[The problem]
How many of the lines below contain the string "lace"? Give only the number.

## START Records for this task

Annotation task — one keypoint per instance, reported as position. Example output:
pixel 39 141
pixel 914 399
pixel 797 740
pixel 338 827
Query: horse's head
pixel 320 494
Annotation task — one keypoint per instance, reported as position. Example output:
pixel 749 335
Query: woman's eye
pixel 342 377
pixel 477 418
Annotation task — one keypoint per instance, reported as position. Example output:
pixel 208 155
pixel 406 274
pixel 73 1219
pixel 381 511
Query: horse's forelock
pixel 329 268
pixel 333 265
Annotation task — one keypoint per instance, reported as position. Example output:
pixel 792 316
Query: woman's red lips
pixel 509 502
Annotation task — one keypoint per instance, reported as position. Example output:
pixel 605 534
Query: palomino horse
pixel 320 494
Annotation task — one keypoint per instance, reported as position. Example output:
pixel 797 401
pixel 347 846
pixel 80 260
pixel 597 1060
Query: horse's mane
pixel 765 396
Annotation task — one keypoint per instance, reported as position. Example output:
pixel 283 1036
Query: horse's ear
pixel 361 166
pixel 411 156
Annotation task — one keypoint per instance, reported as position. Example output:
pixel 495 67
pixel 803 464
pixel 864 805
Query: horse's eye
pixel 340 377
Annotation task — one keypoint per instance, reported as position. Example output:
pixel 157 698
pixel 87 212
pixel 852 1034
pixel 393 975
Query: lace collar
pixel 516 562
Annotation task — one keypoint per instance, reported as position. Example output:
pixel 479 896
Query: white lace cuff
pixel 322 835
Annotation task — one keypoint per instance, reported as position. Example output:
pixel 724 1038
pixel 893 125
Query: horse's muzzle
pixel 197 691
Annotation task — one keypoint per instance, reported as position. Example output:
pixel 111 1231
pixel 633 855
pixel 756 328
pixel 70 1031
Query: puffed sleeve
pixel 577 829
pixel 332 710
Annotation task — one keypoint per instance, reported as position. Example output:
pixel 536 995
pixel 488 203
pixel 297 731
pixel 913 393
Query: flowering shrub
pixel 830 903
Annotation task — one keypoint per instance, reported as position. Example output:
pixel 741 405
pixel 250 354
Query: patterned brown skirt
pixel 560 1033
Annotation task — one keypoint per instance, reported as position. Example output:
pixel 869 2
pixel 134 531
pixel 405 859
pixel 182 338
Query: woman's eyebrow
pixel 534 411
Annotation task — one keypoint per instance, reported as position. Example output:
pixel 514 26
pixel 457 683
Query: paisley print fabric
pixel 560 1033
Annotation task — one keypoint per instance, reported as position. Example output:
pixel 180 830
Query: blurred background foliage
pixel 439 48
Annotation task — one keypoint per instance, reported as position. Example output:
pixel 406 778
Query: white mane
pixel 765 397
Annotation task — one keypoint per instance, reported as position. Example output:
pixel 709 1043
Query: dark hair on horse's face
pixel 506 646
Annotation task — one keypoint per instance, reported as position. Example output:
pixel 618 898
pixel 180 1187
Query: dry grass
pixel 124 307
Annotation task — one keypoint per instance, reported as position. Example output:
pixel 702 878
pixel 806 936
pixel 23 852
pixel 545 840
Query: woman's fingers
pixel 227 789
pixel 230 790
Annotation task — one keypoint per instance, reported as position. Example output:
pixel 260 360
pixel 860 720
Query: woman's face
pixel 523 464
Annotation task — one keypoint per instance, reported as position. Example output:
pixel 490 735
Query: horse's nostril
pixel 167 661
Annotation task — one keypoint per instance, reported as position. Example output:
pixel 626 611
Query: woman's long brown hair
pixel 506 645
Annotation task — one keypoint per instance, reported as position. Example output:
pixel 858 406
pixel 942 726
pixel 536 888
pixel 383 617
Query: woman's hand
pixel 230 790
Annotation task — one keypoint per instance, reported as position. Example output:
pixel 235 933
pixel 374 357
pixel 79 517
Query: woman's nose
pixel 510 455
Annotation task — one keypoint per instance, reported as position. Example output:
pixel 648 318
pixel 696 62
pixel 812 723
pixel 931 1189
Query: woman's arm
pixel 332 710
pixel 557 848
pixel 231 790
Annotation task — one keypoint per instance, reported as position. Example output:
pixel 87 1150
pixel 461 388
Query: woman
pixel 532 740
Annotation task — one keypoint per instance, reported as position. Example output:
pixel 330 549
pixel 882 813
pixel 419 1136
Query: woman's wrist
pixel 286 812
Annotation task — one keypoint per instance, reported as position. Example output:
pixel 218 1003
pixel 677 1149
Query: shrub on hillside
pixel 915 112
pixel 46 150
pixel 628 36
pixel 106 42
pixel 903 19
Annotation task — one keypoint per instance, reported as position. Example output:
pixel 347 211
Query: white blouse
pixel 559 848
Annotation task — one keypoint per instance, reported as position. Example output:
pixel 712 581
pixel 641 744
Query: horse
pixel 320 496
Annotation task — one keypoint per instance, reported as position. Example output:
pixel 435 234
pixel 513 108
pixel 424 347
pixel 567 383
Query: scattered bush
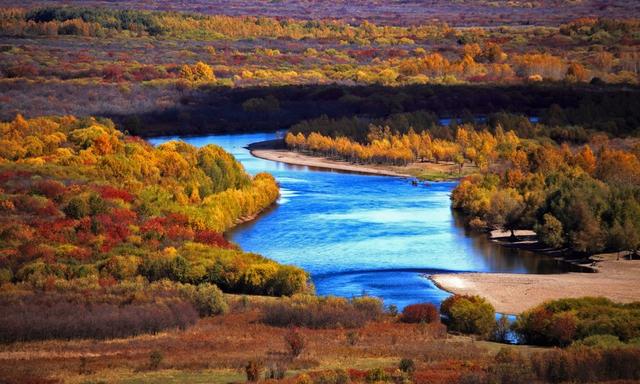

## END Records for this task

[Exercise answer]
2